◆ Questions on the material:
1. In the passage on evidence in divorce cases, rewrite the part starting with "Relevance is another" and going on through "of the children.", replacing "California" with "This state".
2. According to the passage on evidence in divorce cases, why might a judge rule that relevant evidence is not admissible?

◆ Provided passage:
* * * * * * *

However, if your spouse has not worked in years, new questions come into play for the court - what kind of job can he or she obtain, and what kind of income would he or she get from that job? So, how do you provide evidence to a judge proving your spouse's ability to work?

  • Vocational Evaluation: The vocational evaluator will be an expert in that field and will then be able to testify on your behalf as to what kind of job your spouse may be able to obtain, the time it will take to train for that job, and the income he or should expect to receive.
  • Provide Your Spouse's Resume: Include his or her educational background and prior work experience, and then provide the Court with help-wanted newspaper or internet ads showing employers looking to hire somebody with your spouse's qualifications.

Help-wanted ads are not considered hearsay. However, the problem with help-wanted ads is that many do not list how much the job will pay. So, while the judge may now know that there are jobs out there for your spouse, the judge will not know what kind of income your spouse will receive from that job.

So, in general, the vocational evaluation is the better way to go.

Relevant Evidence

Example: "She cheated on me, so she shouldn't get spousal support."

Relevance is another crucial factor when presenting evidence in court. California is a no-fault divorce state, so testifying that your spouse may have cheated on you is irrelevant to whether or not he or she should get support or custody of the children.

Even if something might be relevant, a judge may still rule that it's not admissible evidence because it takes too much of the Court's time. The undue consumption of time outweighs the relevance of that information.

So, for example, while the fact that your spouse may have a drug problem would certainly be relevant to the issue of whether or not he or she should have custody of the children, testifying as to an incident of drug use from over ten years ago may not be worth the Court's time.

For that reason, the judge may not want to hear that testimony.

Character Evidence

Example: "He's a great father, so he should get custody."

A lot of people like to use character evidence, mainly when child custody is at issue. Witnesses often say things like, "He's a great father." This statement is lovely but doesn't tell the judge anything useful. How does the witness know that this other person is a great father?

This statement is inadmissible due to lack of foundation because we don't know how the witness knows the other person is a great father. So, to clarify the witness's testimony, he or she would have to explain that he/she is a close friend of the father and has witnessed the father interact with his children on numerous occasions.

The Court may then accept that testimony because it may help to establish the father's emotional bond with the children, which is undoubtedly relevant to the issue of child custody. But broad statements about the father's greatness will not work. For this reason, character evidence is tricky and may only be used in specific circumstances.

* * * * * * *

◆ Provided data:
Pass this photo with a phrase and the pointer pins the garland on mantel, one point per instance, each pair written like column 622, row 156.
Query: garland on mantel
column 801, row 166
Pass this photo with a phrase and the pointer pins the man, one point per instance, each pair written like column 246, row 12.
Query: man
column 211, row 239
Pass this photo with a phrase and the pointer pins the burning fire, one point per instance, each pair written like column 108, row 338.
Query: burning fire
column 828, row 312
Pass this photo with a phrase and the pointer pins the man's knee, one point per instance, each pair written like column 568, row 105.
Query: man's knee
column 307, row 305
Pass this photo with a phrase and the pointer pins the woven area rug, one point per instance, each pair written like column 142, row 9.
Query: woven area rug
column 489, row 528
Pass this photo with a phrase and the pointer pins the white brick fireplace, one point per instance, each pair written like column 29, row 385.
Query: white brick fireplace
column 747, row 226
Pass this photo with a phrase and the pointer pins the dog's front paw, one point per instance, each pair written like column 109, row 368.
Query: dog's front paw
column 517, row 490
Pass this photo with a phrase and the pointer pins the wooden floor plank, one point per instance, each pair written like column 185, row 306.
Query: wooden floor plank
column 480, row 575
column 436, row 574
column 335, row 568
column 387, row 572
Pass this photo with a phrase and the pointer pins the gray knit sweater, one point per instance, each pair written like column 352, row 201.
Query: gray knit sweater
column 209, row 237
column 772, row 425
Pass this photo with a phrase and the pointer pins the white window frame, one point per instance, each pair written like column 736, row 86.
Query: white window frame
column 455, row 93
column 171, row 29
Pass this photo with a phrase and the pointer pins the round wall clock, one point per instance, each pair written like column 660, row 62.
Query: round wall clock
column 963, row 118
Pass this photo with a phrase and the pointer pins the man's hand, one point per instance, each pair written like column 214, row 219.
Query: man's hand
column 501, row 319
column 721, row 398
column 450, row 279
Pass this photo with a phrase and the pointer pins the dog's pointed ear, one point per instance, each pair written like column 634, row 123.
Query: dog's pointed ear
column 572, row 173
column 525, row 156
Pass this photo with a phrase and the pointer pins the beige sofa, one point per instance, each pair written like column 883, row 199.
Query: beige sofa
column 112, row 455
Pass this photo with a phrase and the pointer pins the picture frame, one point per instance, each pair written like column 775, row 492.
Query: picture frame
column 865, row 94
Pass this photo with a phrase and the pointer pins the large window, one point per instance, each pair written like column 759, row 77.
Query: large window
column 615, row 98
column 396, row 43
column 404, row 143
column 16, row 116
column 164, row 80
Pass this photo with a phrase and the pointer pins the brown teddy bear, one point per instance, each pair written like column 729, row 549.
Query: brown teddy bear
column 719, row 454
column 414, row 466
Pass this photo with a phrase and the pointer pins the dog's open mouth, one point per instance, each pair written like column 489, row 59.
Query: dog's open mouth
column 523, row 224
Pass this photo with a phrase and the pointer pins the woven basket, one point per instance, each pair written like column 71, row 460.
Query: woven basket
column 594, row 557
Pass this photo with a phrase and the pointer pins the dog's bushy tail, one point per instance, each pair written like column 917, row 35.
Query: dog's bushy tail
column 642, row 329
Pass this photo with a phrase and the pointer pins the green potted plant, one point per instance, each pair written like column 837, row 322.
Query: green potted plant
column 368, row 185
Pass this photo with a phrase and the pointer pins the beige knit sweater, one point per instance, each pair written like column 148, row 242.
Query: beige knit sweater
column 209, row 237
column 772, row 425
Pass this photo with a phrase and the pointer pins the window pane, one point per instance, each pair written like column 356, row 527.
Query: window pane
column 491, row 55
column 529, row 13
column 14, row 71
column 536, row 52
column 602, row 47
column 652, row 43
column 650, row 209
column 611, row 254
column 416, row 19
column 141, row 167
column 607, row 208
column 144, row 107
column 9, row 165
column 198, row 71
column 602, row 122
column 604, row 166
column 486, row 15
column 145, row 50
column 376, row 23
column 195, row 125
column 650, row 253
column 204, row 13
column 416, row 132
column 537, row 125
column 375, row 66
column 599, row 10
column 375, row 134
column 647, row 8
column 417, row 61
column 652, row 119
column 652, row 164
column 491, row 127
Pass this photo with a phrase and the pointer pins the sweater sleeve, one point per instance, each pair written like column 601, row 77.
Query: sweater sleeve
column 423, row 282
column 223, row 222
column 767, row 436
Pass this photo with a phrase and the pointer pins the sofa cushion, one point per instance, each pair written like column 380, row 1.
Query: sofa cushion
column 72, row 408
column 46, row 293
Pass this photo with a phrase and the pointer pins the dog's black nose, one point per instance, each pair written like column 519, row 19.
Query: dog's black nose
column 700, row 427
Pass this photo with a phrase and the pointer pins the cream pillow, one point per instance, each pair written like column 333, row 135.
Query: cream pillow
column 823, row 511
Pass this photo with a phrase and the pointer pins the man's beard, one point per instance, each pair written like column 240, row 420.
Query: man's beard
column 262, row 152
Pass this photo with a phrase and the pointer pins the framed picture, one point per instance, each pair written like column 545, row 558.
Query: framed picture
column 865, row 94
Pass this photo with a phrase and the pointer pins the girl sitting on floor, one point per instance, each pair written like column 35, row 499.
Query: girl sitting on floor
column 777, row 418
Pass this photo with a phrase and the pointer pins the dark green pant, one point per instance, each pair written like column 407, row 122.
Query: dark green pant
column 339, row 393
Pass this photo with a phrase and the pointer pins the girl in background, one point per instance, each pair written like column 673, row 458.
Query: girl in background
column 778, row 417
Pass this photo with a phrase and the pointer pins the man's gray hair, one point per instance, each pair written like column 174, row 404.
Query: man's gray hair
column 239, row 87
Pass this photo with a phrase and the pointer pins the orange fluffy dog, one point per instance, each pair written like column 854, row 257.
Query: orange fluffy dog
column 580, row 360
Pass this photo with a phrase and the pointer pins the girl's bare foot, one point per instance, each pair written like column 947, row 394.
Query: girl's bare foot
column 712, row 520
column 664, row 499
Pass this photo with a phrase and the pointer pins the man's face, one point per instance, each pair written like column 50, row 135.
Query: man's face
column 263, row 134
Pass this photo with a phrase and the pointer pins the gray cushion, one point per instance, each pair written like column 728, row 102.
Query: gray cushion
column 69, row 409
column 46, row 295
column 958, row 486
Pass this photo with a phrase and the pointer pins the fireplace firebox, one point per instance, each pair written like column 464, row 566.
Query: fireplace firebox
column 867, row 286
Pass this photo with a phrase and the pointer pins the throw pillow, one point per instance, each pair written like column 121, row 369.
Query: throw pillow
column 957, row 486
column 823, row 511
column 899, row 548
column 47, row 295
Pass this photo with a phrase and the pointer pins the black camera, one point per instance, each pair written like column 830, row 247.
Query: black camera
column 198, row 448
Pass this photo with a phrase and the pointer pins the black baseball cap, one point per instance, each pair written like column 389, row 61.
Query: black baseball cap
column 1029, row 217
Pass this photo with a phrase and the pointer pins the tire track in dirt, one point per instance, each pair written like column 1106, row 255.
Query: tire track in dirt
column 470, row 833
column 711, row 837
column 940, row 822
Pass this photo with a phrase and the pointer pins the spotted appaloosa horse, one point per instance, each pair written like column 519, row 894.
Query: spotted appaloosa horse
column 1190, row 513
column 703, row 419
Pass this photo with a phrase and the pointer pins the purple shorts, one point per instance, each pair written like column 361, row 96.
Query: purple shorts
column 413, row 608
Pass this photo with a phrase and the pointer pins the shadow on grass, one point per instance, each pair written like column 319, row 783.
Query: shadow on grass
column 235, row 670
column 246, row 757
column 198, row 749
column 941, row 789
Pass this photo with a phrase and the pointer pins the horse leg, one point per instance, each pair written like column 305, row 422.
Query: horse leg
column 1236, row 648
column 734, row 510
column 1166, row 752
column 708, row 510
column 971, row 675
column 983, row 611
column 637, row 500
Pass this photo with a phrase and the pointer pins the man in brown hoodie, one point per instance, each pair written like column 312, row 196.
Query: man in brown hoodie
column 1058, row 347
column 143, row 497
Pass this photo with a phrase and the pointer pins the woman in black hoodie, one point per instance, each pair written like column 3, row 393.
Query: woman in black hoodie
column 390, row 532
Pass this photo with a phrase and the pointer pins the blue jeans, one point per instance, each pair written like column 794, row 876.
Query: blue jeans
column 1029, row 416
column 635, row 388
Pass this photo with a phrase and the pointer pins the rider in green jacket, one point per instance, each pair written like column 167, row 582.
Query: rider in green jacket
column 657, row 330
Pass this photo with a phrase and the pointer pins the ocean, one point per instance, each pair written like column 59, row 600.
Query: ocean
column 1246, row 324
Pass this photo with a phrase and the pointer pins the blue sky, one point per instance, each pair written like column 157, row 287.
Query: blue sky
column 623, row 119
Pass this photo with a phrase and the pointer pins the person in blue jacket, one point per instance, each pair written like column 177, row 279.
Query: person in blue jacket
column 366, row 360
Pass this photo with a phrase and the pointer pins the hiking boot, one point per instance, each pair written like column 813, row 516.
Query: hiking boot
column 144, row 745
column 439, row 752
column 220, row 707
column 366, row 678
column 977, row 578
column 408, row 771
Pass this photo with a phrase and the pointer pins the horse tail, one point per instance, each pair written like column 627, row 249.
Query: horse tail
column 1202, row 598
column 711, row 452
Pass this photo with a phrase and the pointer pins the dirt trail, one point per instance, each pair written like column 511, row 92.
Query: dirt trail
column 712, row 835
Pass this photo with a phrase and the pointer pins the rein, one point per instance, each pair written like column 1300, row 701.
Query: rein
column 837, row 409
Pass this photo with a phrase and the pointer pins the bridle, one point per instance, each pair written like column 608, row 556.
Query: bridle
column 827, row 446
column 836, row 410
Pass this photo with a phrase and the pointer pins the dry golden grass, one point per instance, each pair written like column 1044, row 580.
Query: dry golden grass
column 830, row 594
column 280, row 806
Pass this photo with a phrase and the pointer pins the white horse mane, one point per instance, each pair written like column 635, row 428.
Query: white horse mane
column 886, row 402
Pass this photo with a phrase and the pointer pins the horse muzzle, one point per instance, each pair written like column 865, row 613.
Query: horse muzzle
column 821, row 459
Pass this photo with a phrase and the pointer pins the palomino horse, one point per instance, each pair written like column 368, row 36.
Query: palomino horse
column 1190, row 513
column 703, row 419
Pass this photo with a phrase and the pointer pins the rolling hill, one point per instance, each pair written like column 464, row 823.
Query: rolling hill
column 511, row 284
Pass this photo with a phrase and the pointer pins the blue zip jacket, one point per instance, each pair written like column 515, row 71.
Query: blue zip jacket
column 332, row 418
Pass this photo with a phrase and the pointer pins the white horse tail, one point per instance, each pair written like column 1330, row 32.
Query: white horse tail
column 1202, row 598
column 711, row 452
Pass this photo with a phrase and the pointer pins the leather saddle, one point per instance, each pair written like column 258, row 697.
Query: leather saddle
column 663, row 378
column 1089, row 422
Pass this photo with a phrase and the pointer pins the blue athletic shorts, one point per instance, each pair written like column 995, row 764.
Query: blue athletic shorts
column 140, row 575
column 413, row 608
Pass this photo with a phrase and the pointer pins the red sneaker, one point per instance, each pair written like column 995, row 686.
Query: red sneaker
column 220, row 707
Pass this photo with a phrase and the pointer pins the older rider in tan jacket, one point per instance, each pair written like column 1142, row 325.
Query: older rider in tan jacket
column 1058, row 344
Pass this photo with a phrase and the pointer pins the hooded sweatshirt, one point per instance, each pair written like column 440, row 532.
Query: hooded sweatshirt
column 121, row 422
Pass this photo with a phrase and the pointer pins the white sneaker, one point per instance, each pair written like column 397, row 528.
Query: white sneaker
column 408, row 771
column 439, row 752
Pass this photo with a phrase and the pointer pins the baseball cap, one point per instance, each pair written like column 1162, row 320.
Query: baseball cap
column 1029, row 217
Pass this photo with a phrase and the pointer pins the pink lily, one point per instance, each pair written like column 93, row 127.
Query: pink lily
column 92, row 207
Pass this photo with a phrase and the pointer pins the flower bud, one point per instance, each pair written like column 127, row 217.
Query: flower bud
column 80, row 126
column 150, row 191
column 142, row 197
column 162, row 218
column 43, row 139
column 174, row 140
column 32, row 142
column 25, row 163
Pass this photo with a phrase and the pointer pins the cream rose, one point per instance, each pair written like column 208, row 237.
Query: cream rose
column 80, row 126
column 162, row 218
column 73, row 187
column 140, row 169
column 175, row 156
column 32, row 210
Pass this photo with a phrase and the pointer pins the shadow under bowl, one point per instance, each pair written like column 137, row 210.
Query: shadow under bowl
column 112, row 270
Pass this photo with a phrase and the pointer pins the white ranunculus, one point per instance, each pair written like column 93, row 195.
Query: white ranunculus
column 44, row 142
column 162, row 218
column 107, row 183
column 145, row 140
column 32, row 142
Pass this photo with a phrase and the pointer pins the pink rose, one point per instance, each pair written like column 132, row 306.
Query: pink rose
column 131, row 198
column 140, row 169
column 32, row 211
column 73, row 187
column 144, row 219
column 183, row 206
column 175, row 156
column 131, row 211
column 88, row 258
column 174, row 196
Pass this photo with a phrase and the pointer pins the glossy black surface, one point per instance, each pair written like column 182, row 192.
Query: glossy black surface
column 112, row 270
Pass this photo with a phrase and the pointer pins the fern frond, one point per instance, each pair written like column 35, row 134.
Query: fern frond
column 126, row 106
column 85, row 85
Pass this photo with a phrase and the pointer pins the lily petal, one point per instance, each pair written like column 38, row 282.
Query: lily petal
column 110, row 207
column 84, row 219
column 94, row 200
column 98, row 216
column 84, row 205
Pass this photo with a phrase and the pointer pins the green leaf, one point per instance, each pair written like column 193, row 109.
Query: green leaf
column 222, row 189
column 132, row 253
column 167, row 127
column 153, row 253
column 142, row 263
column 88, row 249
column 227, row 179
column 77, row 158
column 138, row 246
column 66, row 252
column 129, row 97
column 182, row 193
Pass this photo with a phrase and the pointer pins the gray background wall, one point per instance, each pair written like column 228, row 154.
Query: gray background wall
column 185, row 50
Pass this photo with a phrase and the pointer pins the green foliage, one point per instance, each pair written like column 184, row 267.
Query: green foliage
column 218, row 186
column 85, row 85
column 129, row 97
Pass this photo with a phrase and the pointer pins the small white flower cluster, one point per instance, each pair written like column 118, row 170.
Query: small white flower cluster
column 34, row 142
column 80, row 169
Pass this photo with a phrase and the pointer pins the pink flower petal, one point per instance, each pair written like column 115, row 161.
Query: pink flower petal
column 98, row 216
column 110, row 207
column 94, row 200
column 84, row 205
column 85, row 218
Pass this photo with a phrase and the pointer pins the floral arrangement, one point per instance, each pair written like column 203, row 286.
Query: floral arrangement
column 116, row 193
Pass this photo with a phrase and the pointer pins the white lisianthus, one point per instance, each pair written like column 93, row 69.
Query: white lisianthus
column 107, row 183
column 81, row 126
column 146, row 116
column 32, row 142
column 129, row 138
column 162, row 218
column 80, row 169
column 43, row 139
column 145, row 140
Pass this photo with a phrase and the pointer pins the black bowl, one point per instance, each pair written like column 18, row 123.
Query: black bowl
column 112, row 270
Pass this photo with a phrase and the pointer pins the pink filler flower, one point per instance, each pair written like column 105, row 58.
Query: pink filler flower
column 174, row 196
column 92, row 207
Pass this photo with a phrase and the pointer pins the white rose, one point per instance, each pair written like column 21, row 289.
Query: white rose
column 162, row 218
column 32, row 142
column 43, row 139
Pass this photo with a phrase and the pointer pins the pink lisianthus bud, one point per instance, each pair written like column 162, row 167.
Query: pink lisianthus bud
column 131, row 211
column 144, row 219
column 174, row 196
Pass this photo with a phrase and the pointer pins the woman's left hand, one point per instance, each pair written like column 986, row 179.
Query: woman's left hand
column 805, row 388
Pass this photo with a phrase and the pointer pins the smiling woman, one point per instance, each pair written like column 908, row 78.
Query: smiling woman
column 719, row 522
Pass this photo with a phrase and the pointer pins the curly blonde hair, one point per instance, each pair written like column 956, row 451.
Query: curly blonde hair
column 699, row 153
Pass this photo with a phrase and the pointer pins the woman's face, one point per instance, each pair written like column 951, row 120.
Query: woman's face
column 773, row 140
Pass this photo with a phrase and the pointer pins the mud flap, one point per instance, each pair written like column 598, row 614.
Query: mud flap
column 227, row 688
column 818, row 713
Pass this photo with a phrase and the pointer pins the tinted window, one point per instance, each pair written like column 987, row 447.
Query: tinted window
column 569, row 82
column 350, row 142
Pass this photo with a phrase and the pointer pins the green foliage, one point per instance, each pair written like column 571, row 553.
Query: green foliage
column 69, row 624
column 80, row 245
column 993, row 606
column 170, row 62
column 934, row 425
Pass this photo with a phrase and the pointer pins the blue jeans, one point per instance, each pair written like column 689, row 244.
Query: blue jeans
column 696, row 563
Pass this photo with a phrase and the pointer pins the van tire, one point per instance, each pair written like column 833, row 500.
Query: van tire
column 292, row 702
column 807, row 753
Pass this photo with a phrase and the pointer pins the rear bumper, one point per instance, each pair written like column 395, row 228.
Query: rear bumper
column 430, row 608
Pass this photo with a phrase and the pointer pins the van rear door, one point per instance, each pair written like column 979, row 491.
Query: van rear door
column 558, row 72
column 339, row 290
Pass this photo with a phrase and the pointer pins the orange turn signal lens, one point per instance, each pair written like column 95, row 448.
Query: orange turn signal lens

* * * * * * *

◆ Task-by-task results:
1.
Relevance is another crucial factor when presenting evidence in court. This state is a no-fault divorce state, so testifying that your spouse may have cheated on you is irrelevant to whether or not he or she should get support or custody of the children.

2. Because it takes too much of the Court's time.